Work required: Return the entries below in their exact form, leaving the pictures out.

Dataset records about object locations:
· · · · ·
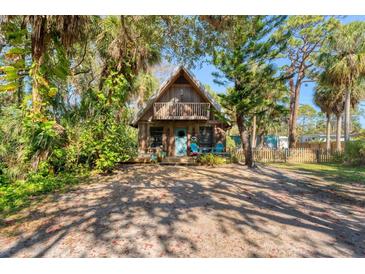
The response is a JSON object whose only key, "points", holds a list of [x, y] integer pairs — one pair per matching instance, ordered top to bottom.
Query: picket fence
{"points": [[295, 155]]}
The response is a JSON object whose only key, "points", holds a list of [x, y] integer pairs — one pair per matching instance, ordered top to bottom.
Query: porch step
{"points": [[183, 160]]}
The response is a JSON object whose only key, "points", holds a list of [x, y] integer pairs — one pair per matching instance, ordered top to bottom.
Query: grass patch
{"points": [[329, 171], [19, 194]]}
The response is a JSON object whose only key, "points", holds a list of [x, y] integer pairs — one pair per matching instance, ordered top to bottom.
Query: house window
{"points": [[156, 136], [206, 136]]}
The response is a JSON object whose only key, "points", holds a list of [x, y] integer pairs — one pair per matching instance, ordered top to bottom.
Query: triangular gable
{"points": [[171, 80]]}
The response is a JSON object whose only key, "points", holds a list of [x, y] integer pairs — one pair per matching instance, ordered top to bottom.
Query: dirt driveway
{"points": [[177, 211]]}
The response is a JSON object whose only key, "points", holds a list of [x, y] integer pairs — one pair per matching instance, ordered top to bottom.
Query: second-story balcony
{"points": [[181, 111]]}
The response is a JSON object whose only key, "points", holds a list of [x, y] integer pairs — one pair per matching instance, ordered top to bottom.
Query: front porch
{"points": [[180, 138]]}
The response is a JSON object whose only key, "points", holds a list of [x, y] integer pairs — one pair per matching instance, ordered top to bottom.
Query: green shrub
{"points": [[230, 144], [355, 152], [210, 159], [18, 194]]}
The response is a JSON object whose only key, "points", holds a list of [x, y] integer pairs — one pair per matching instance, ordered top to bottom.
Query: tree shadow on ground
{"points": [[142, 209]]}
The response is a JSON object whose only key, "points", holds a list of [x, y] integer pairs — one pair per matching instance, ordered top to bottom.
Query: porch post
{"points": [[188, 133], [171, 140]]}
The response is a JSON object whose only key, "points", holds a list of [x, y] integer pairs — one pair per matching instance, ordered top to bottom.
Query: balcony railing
{"points": [[181, 111]]}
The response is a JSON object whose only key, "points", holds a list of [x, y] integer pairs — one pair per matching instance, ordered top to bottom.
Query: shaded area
{"points": [[176, 211]]}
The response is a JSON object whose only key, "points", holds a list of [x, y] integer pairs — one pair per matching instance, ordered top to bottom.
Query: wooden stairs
{"points": [[175, 160]]}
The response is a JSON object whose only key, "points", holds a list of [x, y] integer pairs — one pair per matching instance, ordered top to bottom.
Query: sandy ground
{"points": [[179, 211]]}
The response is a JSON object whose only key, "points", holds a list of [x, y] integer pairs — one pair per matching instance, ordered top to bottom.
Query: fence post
{"points": [[317, 156]]}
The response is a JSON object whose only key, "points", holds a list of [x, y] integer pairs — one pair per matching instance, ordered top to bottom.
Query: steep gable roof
{"points": [[171, 80]]}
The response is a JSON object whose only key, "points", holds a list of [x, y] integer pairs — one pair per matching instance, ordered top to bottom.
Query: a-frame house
{"points": [[179, 113]]}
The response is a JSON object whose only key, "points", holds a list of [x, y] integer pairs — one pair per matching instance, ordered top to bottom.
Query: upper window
{"points": [[206, 136]]}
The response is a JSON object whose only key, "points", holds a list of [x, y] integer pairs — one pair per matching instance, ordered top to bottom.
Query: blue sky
{"points": [[204, 74]]}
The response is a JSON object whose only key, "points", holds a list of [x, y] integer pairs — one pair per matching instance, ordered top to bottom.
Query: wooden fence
{"points": [[296, 155]]}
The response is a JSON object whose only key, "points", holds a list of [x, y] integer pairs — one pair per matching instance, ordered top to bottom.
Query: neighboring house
{"points": [[180, 113], [318, 138]]}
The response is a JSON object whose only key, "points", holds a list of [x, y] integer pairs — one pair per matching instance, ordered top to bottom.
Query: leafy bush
{"points": [[230, 144], [355, 152], [211, 159], [18, 194]]}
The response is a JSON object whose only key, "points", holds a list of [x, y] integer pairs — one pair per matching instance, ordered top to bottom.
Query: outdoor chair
{"points": [[194, 149]]}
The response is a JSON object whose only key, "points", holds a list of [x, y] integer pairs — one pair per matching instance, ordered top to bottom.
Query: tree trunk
{"points": [[294, 108], [347, 114], [328, 132], [338, 132], [253, 136], [245, 140]]}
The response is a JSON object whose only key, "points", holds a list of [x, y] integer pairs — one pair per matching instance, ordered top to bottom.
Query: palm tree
{"points": [[49, 31], [347, 65], [323, 98]]}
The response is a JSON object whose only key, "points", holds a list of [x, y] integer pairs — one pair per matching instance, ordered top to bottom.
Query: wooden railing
{"points": [[181, 111], [293, 155]]}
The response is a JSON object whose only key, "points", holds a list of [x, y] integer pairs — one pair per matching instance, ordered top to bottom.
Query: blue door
{"points": [[181, 142]]}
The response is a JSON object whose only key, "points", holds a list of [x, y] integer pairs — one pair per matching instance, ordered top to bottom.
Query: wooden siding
{"points": [[181, 93], [181, 111], [168, 138]]}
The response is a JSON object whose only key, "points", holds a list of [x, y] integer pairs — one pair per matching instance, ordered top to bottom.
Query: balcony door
{"points": [[181, 142]]}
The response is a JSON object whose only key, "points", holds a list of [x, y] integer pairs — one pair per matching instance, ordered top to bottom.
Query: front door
{"points": [[181, 142]]}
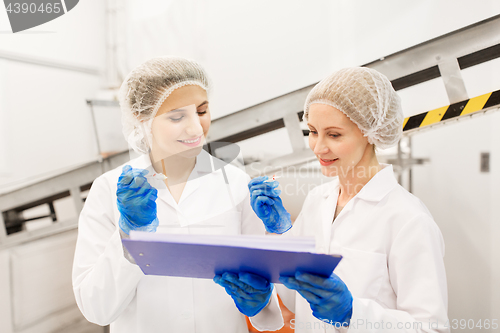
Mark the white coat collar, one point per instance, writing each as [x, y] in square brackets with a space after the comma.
[375, 190]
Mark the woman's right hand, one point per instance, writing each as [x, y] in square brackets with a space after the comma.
[266, 203]
[136, 200]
· · · · ·
The output:
The response is a JSON object whose only key, "points", holds a list of [x, y] integer pairs — one pair per matching instance, ordered top to bottom.
Query: picket fence
{"points": [[295, 155]]}
The response is a JSON object whose only key, "points", holds a list of [x, y] integer pairs — one pair per matching instance, ordered top to bottom.
Query: porch step
{"points": [[183, 160]]}
The response is a JSON object whose only key, "points", holds a list of [x, y] integer pairs — one pair per matching instance, ordered top to bottom.
Query: grass patch
{"points": [[329, 171], [19, 194]]}
The response is a JSON object whose only key, "points", holds a list of [x, y] integer pairs — one pair per matching instance, ordered top to bottom.
Query: house window
{"points": [[156, 136], [206, 136]]}
The response is a JSON object whose only key, "points", holds a list of [x, y] integer pairs — one pair per matching instance, ordered top to bottom.
Query: triangular gable
{"points": [[171, 80]]}
The response is a JSON object whose only key, "points", holds a list of [x, y] integer pairs — one pair per matching instance, ordered top to bottom.
Query: dirt driveway
{"points": [[177, 211]]}
The response is a JSON object whose only key, "points", holds a list of [x, y] integer pairs — one pair per matching instance, ordered top to bottom.
Query: second-story balcony
{"points": [[181, 111]]}
The response is a JSON object whose only key, "points", holds a list of [x, y] integer pairs — one pair per matching instance, ordered top to bottom.
Query: front porch
{"points": [[180, 138]]}
The response is a JSON object whose only key, "points", holds a list of [x, y] integer pairs — one pair per matching instance, ordered top to bottom.
Query: green shrub
{"points": [[230, 144], [355, 152], [210, 159], [18, 194]]}
The response is a JSON object whose only key, "points", holds a list of [x, y] integer pairs — one pair per matching instance, ordered top to bottom.
Query: tree shadow on ground
{"points": [[142, 209]]}
The response is a JSON object whose only key, "points", holds a list of [x, y] integer pairs — one pair per matching instance, ordered top to bottom.
Query: porch post
{"points": [[188, 133], [171, 140]]}
The response is a JSON object whose only key, "points", holds a list of [x, y] integer pairs — one pair per matching instance, ordered top to bottom.
Query: balcony railing
{"points": [[181, 111]]}
The response is a JSON object whose only key, "points", holds a list of [x, y] integer pairs — one pair per matching instance, ordered top to bottom.
Query: shaded area
{"points": [[176, 211]]}
The response is a JSON object whose only key, "points", holds a list of [x, y] integer pairs — one pair per matching instance, ordered top to bottom.
Query: wooden stairs
{"points": [[175, 160]]}
The response is a JSON object whose only key, "points", holds a list of [x, y] integer pairs — one pair per matching instance, ordered top to bottom.
Query: sandy ground
{"points": [[179, 211]]}
The response is a JSON object whose only key, "points", holds a list of [x, y] integer pairs — one pair per matching instance, ordered top to bottom.
Query: fence post
{"points": [[317, 156]]}
The response is a JSON object whose only key, "points", holds a list of [x, y] integer pairs — one pair per matching instance, ordered top to bottom.
Query: steep gable roof
{"points": [[171, 80]]}
The response is a JSON object whose only key, "points", holds a list of [x, y] integer pairs — one pair per matching instance, ordered top to bottom.
Query: a-frame house
{"points": [[179, 113]]}
The response is a JSON object whose only key, "points", holds a list of [x, y] integer pairs — one pair per matching instance, ordered top to bottom.
Query: upper window
{"points": [[206, 136]]}
The response is a JSON object whose only key, "points", holds a list of [x, y] integer pairs — one pair per matching instance, ordered top to bottom.
Query: blue sky
{"points": [[204, 74]]}
The response is a JSON object whose only key, "points", holds a list of [x, y] integer pairs — one pair per matching instance, ordered top to bottom.
Query: wooden fence
{"points": [[296, 155]]}
The response is a JSON object whose only key, "points", holds a list of [x, y] integer pairs — one pair per matching instance, ordered top to bottom.
Query: neighboring house
{"points": [[180, 113], [318, 138]]}
The response is a JSON object whose only key, "points", holds a list of [x, y] integer pairs — one pair per matching instance, ordered top to bottom.
Query: leafy bush
{"points": [[230, 144], [355, 152], [211, 159], [18, 194]]}
The response is a JSON object whose only key, "points", holds a list of [x, y] integer pairs — one pair per matching instance, ordered top to bottom.
Query: outdoor chair
{"points": [[194, 149]]}
The response is a JSON object whose only key, "points", holds a list of [x, y] integer pairs — one pair per matching instance, ordered top to bottom.
Query: tree trunk
{"points": [[294, 108], [347, 114], [328, 132], [338, 132], [253, 136], [245, 140]]}
The response is a JSON object whose only key, "points", holds a list of [x, y] integer pairs — one pair per matching instance, ordered top to bottom.
Query: palm tree
{"points": [[49, 31], [347, 65], [323, 98]]}
The response is a JSON object whose only key, "points", holds a list of [x, y] integer pairs — one pair per matching instance, ordered top to bottom.
Query: wooden railing
{"points": [[181, 111], [293, 155]]}
The response is a JSON object whose only key, "points", holds a list of [x, y] integer pairs — one pair per matching instance, ordered top to bottom.
Query: blue door
{"points": [[181, 142]]}
The response is a JSON object whose only key, "points", holds a list of [x, y] integer pairs — one pair per matching instance, ordered top to bottom.
Query: wooden siding
{"points": [[181, 93], [181, 111], [168, 138]]}
The response is a JSON object whose only key, "points", holds a list of [x, y] integer pairs — one pair per matching instance, ordered top to bottom.
Query: balcony door
{"points": [[181, 142]]}
The response is a JSON object whose only key, "points", holds a list of [x, y] integer pairs — one pair per matching instance, ordered top to bottom.
Query: front door
{"points": [[181, 142]]}
Mark the white coat collar, one point per instance, writing each as [x, y] in square brackets with a space after the comma.
[375, 190]
Mark the woman's right hand, one point per instance, writing each as [x, y] in square brackets with a space after the comma.
[266, 203]
[136, 200]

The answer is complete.